By Sudeshna Sarkar, IANS,

Kathmandu : Nepal’s ruling Maoist party, which till a year ago regarded homosexuality as a perversion threatening to corrupt society, will strike a blow for gay rights at the UN later this month, marking a sea-change in the organisation that took up arms to seize power.

Nepal’s first Maoist Prime Minister Pushpa Kamal Dahal Prachanda, who is defying the hardliners in his own party to push for a liberal multi-party democracy, has asked the foreign ministry and Nepal’s ambassador to the UN to support a statement that will be tabled at the UN General Assembly this month recognising human rights violations on sexual orientation and gender identity.

Prachanda, a former revolutionary whose once banned party waged a 10-year war on the state to end the monarchy, renewed his commitment to gay rights Wednesday to a delegation led by Nepal’s only publicly gay lawmaker Sunil Babu Pant.

────

● Directives:
1 – Render this sentence from the article on Nepal's Maoist party and gay rights in Spanish: "Prachanda, a former revolutionary whose once banned party waged a 10-year war on the state to end the monarchy, renewed his commitment to gay rights Wednesday to a delegation led by Nepal's only publicly gay lawmaker Sunil Babu Pant."
2 – Write the next part of the article on Nepal's Maoist party and gay rights, picking up right after its final sentence.
The records were drawn from a separate source unrelated to the article.

Dataset excerpt:

────

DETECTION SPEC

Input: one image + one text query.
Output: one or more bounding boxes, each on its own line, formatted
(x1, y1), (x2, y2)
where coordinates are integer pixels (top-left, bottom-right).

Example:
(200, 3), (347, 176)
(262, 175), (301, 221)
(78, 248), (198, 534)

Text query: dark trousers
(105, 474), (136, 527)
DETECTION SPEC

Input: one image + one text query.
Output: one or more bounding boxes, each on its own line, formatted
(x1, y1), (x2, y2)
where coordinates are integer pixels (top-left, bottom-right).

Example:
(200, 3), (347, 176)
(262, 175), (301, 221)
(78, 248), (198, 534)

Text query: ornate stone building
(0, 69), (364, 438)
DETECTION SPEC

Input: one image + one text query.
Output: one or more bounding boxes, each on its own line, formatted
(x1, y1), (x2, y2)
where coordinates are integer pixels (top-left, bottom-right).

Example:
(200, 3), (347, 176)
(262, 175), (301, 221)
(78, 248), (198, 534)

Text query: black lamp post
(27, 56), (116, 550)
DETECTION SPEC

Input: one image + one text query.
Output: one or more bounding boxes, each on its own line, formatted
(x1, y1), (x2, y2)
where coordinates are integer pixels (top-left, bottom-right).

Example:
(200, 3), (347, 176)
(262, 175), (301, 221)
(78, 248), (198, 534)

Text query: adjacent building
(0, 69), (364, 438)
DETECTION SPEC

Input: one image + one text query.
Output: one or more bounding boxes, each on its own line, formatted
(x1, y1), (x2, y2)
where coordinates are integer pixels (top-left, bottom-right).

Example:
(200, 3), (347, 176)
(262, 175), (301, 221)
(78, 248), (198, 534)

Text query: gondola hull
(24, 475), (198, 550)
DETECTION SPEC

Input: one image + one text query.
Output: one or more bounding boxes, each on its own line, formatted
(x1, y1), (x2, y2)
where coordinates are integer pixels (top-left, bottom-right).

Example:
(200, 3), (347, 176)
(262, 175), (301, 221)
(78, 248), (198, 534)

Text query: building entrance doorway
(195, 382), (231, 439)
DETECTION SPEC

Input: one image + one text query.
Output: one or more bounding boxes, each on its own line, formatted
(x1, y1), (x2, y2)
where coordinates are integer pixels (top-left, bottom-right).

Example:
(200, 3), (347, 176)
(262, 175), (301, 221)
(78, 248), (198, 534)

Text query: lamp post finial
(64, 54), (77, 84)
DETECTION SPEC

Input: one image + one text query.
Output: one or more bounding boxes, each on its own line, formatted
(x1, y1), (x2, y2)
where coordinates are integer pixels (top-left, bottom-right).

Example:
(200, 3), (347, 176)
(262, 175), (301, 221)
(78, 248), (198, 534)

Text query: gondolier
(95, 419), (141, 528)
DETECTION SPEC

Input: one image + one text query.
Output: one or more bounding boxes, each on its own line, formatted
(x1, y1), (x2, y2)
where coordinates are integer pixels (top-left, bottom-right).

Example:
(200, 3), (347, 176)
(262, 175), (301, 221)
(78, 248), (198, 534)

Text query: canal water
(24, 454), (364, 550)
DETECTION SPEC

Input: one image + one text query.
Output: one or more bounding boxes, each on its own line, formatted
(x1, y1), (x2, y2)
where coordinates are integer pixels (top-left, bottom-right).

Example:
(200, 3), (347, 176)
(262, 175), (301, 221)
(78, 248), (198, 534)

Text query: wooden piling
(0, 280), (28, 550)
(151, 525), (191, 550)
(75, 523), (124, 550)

────

● Final answers:
1 – Prachanda, un antiguo revolucionario cuyo partido, antes prohibido, libró una guerra de 10 años contra el Estado para acabar con la monarquía, renovó el miércoles su compromiso con los derechos de los homosexuales ante una delegación encabezada por Sunil Babu Pant, el único legislador abiertamente gay de Nepal.

2 –
The prime minister’s office also gave the delegation a copy of the order issued by it Monday, asking the appropriate ministries to support the gay rights statement in the UN initiated by France and supported by a core group of eight more nations, including Japan, the Netherlands and Norway.

“Since then, 55 other countries have pledged to sign the document,” Pant told IANS. “Nepal becomes the 56th.”

The statement, coming in a year that marks the 60th anniversary of the Universal Declaration of Human Rights, urges for an end to human rights abuse perpetrated on people because of their sexual orientation or gender identity. The abuses include violence, criminal sanctions, torture and discrimination in accessing economic, social and cultural rights.

The Maoist decision to uphold gay rights comes just a year after its cadres were intimidating homosexuals in Kathmandu valley and asking house owners not to accept gay tenants.

Pant, who was nominated to Nepal’s newly elected constituent assembly by the Communist Party of Nepal-United, a partner in the ruling coalition and the first party to have fielded gays and transgenders during the April elections, says the Supreme Court was the first to secure gay rights.

Last year, the apex court recognised gays as “natural people” and ordered the government to end all discrimination against them. Last month, it also sanctioned gay marriages.

Recognising the growing network and clout of Nepal’s sexual minorities, this year three major political parties, including the Maoists, wooed the community by including gay welfare in their election manifestos.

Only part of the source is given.